— begin Source extract —

Even with all of these innovations, limitations were still there. For instance, word2vec doesn’t capture context, so it remained hard to capture polysemy (words with multiple meanings) and other linguistic phenomena. Moreover, rare tokens that were never encountered in these pre-trained models would get a default representation (the <unk> token) which led to loss of information.
Luckily, the field hasn’t stood still in the meantime. New innovations have brought transformer-based architectures for language models, and with these models came a new way of tokenization: subword tokenization. This architecture in combination with this method of tokenization solves the aforementioned limitations of capturing rare words and providing context.
To perform subword tokenization, the field has reinvented an old data compression algorithm: byte pair encoding.
In this tutorial, I’ll explain what it is, what makes it so effective and how to implement it yourself.
What is byte pair encoding?
Byte pair encoding (BPE) was originally invented in 1994 as a technique for data compression. Data was compressed by replacing commonly occurring pairs of consecutive bytes by a byte that wasn’t present in the data yet.
In order to make byte pair encoding suitable for subword tokenization in NLP, some amendmends have been made. Frequently occurring subword pairs are merged instead of replaced by another character as they would in the original compression algorithm.
Using BPE, we make sure that frequent words are represented as single tokens whereas low frequency words are split up into multiple subword tokens.
In order to understand byte pair encoding, we’ll demonstrate how it works with an example:
Suppose you have a corpus with the following set of words and their frequencies after initial word tokenization:
{
"book": 12,
"nook": 8,
"noob": 14,
"boob": 5,
"books": 6
}We start off with a character vocabulary of: {"b", "k", "n", "s", "o"}.
If we split our corpus into the character vocabulary tokens, we get:
| Word | Characters | Counts |
|---|---|---|
| book | b o o k | 12 |
| nook | n o o k | 8 |
| noob | n o o b | 14 |
| boob | b o o b | 5 |
| books | b o o k s | 6 |
With Byte Pair Encoding, we then count all character combinations and compute their frequency within 'words'. The most frequently occurring character combinations will then be merged.

— end Source extract —

Decide whether each statement agrees with the byte pair encoding passage, answering yes or no and quoting the words that settle it. 1. Byte pair encoding was first created in 1994 for data compression. 2. With BPE, low-frequency words are kept as single tokens. 3. The example starts from a character vocabulary of six characters. The material after this point plays no role here.

— begin Supplied material —

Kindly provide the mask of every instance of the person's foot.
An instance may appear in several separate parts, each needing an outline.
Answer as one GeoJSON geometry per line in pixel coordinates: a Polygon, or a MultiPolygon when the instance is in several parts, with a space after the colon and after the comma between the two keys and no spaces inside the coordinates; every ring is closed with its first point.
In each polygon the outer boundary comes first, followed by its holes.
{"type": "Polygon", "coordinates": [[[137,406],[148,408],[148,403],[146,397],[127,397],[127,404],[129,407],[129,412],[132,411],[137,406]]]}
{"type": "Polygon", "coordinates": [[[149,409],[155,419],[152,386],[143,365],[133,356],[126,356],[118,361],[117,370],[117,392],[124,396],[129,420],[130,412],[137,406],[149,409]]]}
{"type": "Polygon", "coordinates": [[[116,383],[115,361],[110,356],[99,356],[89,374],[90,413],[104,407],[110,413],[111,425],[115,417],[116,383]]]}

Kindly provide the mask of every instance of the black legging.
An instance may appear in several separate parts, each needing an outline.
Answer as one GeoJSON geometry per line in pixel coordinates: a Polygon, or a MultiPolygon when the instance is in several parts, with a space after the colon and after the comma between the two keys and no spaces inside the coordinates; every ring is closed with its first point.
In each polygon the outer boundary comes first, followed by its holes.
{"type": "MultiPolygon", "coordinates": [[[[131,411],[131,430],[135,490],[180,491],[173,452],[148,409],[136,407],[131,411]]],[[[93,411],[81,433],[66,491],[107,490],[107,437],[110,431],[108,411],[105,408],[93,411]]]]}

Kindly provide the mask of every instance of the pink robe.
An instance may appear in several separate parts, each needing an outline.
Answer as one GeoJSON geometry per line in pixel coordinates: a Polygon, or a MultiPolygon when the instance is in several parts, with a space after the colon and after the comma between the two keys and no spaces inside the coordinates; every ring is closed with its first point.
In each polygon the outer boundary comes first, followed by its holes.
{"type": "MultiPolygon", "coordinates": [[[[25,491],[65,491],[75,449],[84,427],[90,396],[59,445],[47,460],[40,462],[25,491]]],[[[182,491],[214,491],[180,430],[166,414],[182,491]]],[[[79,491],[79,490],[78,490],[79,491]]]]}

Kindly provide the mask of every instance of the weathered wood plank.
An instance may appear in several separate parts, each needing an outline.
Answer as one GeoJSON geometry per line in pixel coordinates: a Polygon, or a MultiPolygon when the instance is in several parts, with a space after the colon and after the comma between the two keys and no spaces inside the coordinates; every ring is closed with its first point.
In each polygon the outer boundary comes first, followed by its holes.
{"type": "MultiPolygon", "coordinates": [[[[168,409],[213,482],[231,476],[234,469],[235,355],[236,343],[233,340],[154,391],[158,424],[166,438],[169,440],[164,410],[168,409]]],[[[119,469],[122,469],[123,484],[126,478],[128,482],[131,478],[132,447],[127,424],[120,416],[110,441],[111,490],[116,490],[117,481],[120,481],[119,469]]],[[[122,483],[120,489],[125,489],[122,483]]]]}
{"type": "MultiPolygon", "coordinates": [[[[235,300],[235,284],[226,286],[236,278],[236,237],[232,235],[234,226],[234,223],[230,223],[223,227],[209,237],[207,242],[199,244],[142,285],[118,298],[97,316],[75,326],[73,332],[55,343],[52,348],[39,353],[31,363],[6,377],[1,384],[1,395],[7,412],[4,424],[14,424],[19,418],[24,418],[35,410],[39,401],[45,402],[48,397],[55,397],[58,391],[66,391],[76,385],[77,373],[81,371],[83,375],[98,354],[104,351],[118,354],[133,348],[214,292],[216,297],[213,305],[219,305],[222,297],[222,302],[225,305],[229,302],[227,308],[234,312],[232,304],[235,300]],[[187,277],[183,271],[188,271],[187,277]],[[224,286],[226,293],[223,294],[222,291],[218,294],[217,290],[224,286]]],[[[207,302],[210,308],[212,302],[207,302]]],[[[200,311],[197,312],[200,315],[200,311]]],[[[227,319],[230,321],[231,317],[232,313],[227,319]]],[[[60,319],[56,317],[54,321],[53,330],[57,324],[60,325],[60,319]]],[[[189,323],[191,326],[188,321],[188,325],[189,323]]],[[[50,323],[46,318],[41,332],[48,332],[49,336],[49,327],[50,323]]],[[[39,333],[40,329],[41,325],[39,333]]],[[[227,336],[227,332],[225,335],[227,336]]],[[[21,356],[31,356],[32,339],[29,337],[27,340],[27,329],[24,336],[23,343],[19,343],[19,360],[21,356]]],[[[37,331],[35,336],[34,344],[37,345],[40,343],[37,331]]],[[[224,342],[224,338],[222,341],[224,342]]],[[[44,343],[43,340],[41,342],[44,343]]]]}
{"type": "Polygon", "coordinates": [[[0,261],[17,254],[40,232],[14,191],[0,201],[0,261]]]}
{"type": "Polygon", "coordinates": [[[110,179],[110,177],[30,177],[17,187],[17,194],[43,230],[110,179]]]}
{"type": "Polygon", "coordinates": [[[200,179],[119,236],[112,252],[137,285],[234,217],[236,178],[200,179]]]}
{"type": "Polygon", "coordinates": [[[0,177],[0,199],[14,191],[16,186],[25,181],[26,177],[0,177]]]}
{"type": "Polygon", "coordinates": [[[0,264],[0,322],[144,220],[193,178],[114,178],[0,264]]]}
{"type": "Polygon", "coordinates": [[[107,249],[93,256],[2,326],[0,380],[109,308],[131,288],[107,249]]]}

— end Supplied material —

## Result for this task
1. Yes: "Byte pair encoding (BPE) was originally invented in 1994 as a technique for data compression."
2. No: "frequent words are represented as single tokens whereas low frequency words are split up into multiple subword tokens."
3. No: "We start off with a character vocabulary of: {"b", "k", "n", "s", "o"}."